* [WHAT IS NEEDED]
Can you render the whole listing below as a numbered list, leaving out blank lines and omitting the pictures?

----- LISTING

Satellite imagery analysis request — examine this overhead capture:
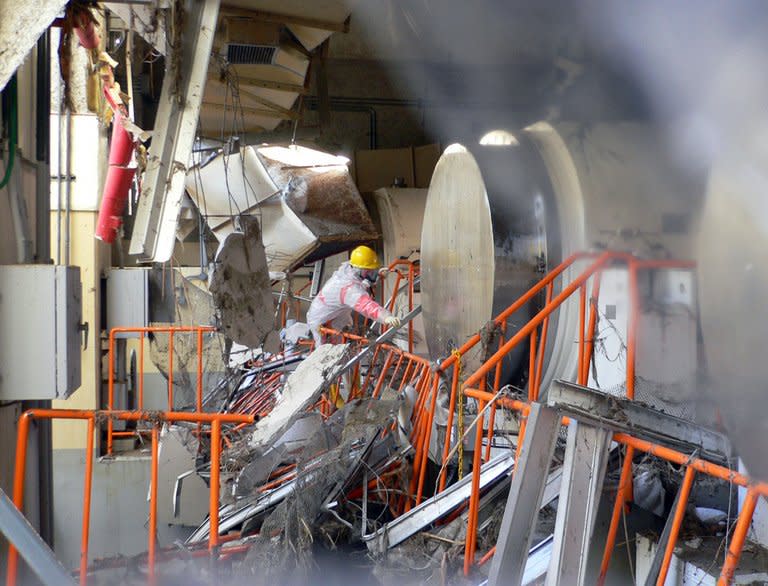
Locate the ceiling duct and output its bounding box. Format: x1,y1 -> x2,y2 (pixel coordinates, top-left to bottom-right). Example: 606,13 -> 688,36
222,18 -> 280,65
227,43 -> 277,65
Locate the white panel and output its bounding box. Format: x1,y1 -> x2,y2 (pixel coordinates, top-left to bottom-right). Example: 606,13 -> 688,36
0,265 -> 82,401
185,146 -> 280,230
50,114 -> 106,211
106,269 -> 149,331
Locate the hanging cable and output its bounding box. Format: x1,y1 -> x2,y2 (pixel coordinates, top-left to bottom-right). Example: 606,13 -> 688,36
0,74 -> 18,189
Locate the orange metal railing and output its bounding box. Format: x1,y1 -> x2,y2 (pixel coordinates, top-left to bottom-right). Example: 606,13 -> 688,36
107,326 -> 216,456
414,252 -> 768,584
6,409 -> 254,586
278,259 -> 419,353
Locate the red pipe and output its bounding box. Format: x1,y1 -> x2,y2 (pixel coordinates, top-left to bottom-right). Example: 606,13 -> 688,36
96,165 -> 136,244
109,112 -> 134,167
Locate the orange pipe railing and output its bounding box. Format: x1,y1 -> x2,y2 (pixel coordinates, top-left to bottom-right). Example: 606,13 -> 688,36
107,326 -> 216,456
6,409 -> 254,586
463,388 -> 768,586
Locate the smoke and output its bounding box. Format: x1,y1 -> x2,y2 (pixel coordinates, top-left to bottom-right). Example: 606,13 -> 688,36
344,0 -> 768,478
593,0 -> 768,479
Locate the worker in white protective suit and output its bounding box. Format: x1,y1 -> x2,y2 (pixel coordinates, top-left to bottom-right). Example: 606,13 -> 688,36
307,246 -> 400,346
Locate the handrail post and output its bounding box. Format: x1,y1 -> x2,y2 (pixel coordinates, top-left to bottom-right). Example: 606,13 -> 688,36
80,417 -> 95,586
6,412 -> 31,586
597,446 -> 635,586
656,466 -> 696,586
464,400 -> 485,576
147,423 -> 159,584
107,328 -> 116,456
717,486 -> 758,586
208,418 -> 221,557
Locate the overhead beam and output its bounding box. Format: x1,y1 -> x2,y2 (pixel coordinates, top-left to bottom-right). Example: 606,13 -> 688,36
488,403 -> 560,586
208,73 -> 307,95
221,6 -> 349,33
129,0 -> 220,262
203,102 -> 299,120
206,79 -> 298,120
547,381 -> 731,462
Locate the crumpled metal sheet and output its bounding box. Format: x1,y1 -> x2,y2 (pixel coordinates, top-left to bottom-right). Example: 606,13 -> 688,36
209,218 -> 280,352
257,145 -> 379,262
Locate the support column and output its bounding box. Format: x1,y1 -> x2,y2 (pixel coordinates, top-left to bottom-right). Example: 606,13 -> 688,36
488,403 -> 560,586
130,0 -> 220,262
545,420 -> 613,586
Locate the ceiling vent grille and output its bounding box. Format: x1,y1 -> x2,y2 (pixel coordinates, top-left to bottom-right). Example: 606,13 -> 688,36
227,43 -> 277,65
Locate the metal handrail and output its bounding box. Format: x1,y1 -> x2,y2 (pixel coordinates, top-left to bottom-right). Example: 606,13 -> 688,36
6,409 -> 255,586
107,326 -> 216,456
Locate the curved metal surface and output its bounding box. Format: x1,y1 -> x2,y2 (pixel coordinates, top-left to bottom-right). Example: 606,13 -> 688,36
421,144 -> 495,364
421,139 -> 557,382
697,167 -> 768,480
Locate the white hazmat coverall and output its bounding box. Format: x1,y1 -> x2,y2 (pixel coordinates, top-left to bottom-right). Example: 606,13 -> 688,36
307,262 -> 392,346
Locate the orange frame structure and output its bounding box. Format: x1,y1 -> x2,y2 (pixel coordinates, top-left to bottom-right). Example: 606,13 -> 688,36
107,326 -> 216,456
414,252 -> 768,585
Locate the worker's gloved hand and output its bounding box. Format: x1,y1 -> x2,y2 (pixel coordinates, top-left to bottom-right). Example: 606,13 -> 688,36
384,315 -> 401,328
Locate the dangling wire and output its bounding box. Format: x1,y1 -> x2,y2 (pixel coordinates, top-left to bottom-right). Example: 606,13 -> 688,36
448,348 -> 464,480
291,96 -> 304,146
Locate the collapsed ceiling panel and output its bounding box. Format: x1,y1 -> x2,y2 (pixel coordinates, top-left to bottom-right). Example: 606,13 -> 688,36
186,145 -> 378,272
224,0 -> 350,51
185,146 -> 280,230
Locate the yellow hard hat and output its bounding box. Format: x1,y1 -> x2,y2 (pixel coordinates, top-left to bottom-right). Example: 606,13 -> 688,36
349,246 -> 381,269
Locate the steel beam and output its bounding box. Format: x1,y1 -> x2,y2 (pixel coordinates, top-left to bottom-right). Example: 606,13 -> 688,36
208,73 -> 307,95
644,470 -> 687,586
130,0 -> 219,262
216,6 -> 349,33
545,420 -> 613,586
488,403 -> 560,586
547,381 -> 731,463
0,489 -> 75,586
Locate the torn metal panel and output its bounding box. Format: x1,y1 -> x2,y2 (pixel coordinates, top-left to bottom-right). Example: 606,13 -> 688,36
186,146 -> 378,272
129,0 -> 219,262
185,146 -> 280,230
0,0 -> 67,90
545,421 -> 612,586
0,489 -> 75,586
258,145 -> 378,262
249,344 -> 349,453
488,402 -> 560,586
547,381 -> 731,462
209,218 -> 279,352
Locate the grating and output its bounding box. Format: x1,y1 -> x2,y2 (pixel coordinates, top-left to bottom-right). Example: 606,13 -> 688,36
227,43 -> 277,65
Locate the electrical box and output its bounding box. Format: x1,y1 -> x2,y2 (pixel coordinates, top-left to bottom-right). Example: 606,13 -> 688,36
0,265 -> 82,401
588,269 -> 698,418
106,269 -> 149,331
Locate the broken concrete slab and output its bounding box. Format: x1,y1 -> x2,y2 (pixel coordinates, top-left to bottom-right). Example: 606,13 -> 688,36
209,218 -> 279,352
157,425 -> 208,527
249,344 -> 349,453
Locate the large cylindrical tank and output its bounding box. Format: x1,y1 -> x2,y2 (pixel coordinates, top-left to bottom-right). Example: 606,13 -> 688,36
421,122 -> 695,388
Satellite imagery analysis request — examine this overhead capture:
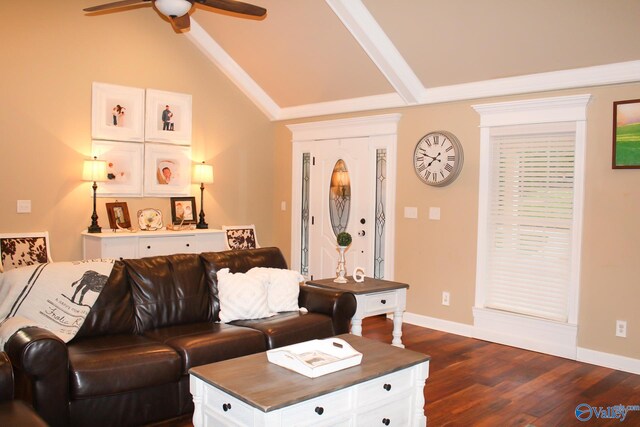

----------

* [WORKED SOLUTION]
1. Satellite imagery analysis request — examine this overhead capture:
2. Locate the ceiling duct and output its bounding box. Format: x1,y1 -> x2,y2 (pixel coordinates, top-left to bottom-right). Example: 606,13 -> 688,36
3. 222,18 -> 280,65
4. 227,43 -> 277,65
5. Locate the white panel and output its bounding box. Format: x1,y1 -> x2,y2 (pixel coordinates, top-left to bottom-right). Example: 606,13 -> 688,36
6. 0,265 -> 82,401
7. 185,146 -> 280,230
8. 50,114 -> 106,211
9. 106,269 -> 149,331
10. Locate the hanging cable and output its bounding box. Format: x1,y1 -> x2,y2 (pixel coordinates, top-left to bottom-right). Example: 606,13 -> 688,36
11. 0,74 -> 18,189
12. Locate the orange metal railing and output its bounding box. Format: x1,y1 -> x2,y2 (pixel coordinates, top-left to bottom-right). Example: 606,13 -> 688,36
13. 107,326 -> 216,456
14. 414,252 -> 768,584
15. 6,409 -> 254,586
16. 278,259 -> 419,353
17. Locate the red pipe and output its bounding box. Format: x1,y1 -> x2,y2 (pixel coordinates, top-left to bottom-right). Example: 606,13 -> 688,36
18. 96,165 -> 136,244
19. 109,112 -> 134,167
20. Locate the orange pipe railing and output its bounding box. Format: x1,y1 -> x2,y2 (pixel coordinates, top-left to bottom-right). Example: 606,13 -> 688,36
21. 107,326 -> 216,456
22. 6,409 -> 254,586
23. 463,388 -> 768,586
24. Locate the smoke and output its bounding box. Format: x1,y1 -> x2,y2 (pixel coordinates, top-left to bottom-right). Example: 606,13 -> 688,36
25. 344,0 -> 768,478
26. 593,0 -> 768,479
27. Locate the worker in white protective suit and output its bounding box. Format: x1,y1 -> x2,y2 (pixel coordinates, top-left to bottom-right). Example: 606,13 -> 688,36
28. 307,246 -> 400,346
29. Locate the handrail post and output its bounding box. Format: x1,y1 -> x2,y2 (pixel coordinates, top-left to bottom-right). Example: 606,13 -> 688,36
30. 80,417 -> 95,586
31. 6,412 -> 31,586
32. 597,446 -> 635,586
33. 656,466 -> 696,586
34. 464,400 -> 485,576
35. 147,423 -> 159,584
36. 107,328 -> 116,456
37. 717,486 -> 758,586
38. 208,418 -> 221,557
39. Locate the overhead beam and output its bounding box. Format: x1,y1 -> x2,y2 (pixel coordinates, top-left to bottom-right). Example: 606,13 -> 688,36
40. 488,403 -> 560,586
41. 208,73 -> 307,95
42. 221,6 -> 349,33
43. 129,0 -> 220,262
44. 203,102 -> 299,120
45. 206,79 -> 298,120
46. 547,381 -> 731,462
47. Locate the crumpled metal sheet and output its bounding box. Format: x1,y1 -> x2,y2 (pixel coordinates, top-left to bottom-right). Example: 606,13 -> 688,36
48. 209,218 -> 280,352
49. 257,145 -> 379,262
50. Locate the support column and output its bounding box. Format: x1,y1 -> x2,y2 (pixel coordinates, top-left to bottom-right). Example: 606,13 -> 688,36
51. 488,403 -> 560,586
52. 130,0 -> 220,262
53. 545,420 -> 613,586
54. Locate the ceiling vent grille and output its bounding box. Format: x1,y1 -> x2,y2 (pixel coordinates, top-left to bottom-right). Example: 606,13 -> 688,36
55. 227,43 -> 277,65
56. Locate the metal handrail and output its bounding box. Format: x1,y1 -> x2,y2 (pixel coordinates, top-left to bottom-right). Example: 606,13 -> 688,36
57. 6,409 -> 255,586
58. 107,326 -> 216,456
59. Locate the curved metal surface and output its bounding box. Format: x1,y1 -> x2,y2 (pixel coordinates, top-left to bottom-right). Example: 606,13 -> 688,36
60. 421,144 -> 495,364
61. 421,139 -> 557,382
62. 697,167 -> 768,480
63. Locate the white hazmat coverall and output its bounding box. Format: x1,y1 -> x2,y2 (pixel coordinates, top-left to bottom-right). Example: 606,13 -> 688,36
64. 307,262 -> 392,346
65. Locate the orange frame structure and output its bounding box. Format: x1,y1 -> x2,y2 (pixel coordinates, top-left to bottom-right). Example: 606,13 -> 688,36
66. 107,326 -> 216,456
67. 414,252 -> 768,585
68. Locate the worker's gloved hand and output its bounding box. Format: x1,y1 -> x2,y2 (pixel coordinates, top-left to bottom-right). Example: 606,13 -> 688,36
69. 384,315 -> 401,328
70. Locate the dangling wire and output its bounding box. Format: x1,y1 -> x2,y2 (pixel coordinates, top-left to bottom-right). Example: 606,13 -> 688,36
71. 448,348 -> 464,480
72. 291,96 -> 304,146
73. Locate the collapsed ceiling panel and output its bounding box. Format: x1,y1 -> x2,y2 (pixel coordinates, top-left to bottom-right). Example: 606,13 -> 688,36
74. 186,145 -> 378,272
75. 224,0 -> 350,51
76. 185,146 -> 280,230
77. Locate the yellow hard hat and output its bounding box. Format: x1,y1 -> x2,y2 (pixel coordinates, top-left to bottom-right). Example: 606,13 -> 688,36
78. 349,246 -> 381,269
79. Locate the steel beam and output its bounding box. Format: x1,y1 -> x2,y2 (pixel coordinates, top-left to bottom-right). Example: 606,13 -> 688,36
80. 208,73 -> 307,95
81. 644,470 -> 687,586
82. 130,0 -> 219,262
83. 216,6 -> 349,33
84. 545,420 -> 613,586
85. 488,403 -> 560,586
86. 547,381 -> 731,463
87. 0,489 -> 75,586
88. Locate the torn metal panel and output its bounding box. Format: x1,y1 -> x2,y2 (pixel coordinates, top-left to bottom-right). Example: 606,13 -> 688,36
89. 186,146 -> 378,272
90. 129,0 -> 219,262
91. 185,146 -> 280,230
92. 0,0 -> 67,90
93. 545,421 -> 612,586
94. 0,489 -> 75,586
95. 258,145 -> 378,262
96. 249,344 -> 349,453
97. 488,402 -> 560,586
98. 547,381 -> 731,462
99. 209,218 -> 279,352
100. Locate the grating and output its bounding box. Format: x1,y1 -> x2,y2 (pixel coordinates, top-left to bottom-right). Example: 606,13 -> 688,36
101. 227,43 -> 277,65
102. Locate the electrical box and output its bounding box. Format: x1,y1 -> x2,y2 (pixel coordinates, top-left to bottom-right). Example: 606,13 -> 688,36
103. 0,265 -> 82,401
104. 588,269 -> 698,418
105. 106,269 -> 149,331
106. Locate the broken concrete slab and output its bounding box. Format: x1,y1 -> x2,y2 (pixel coordinates, top-left to bottom-right). Example: 606,13 -> 688,36
107. 209,218 -> 279,352
108. 157,425 -> 208,527
109. 249,344 -> 349,453
110. Locate the large cylindrical tank and output its bounding box. Format: x1,y1 -> x2,y2 (pixel coordinates, top-left to bottom-right). Example: 606,13 -> 688,36
111. 421,122 -> 695,388
112. Satellite imagery analysis request — examine this overhead capture:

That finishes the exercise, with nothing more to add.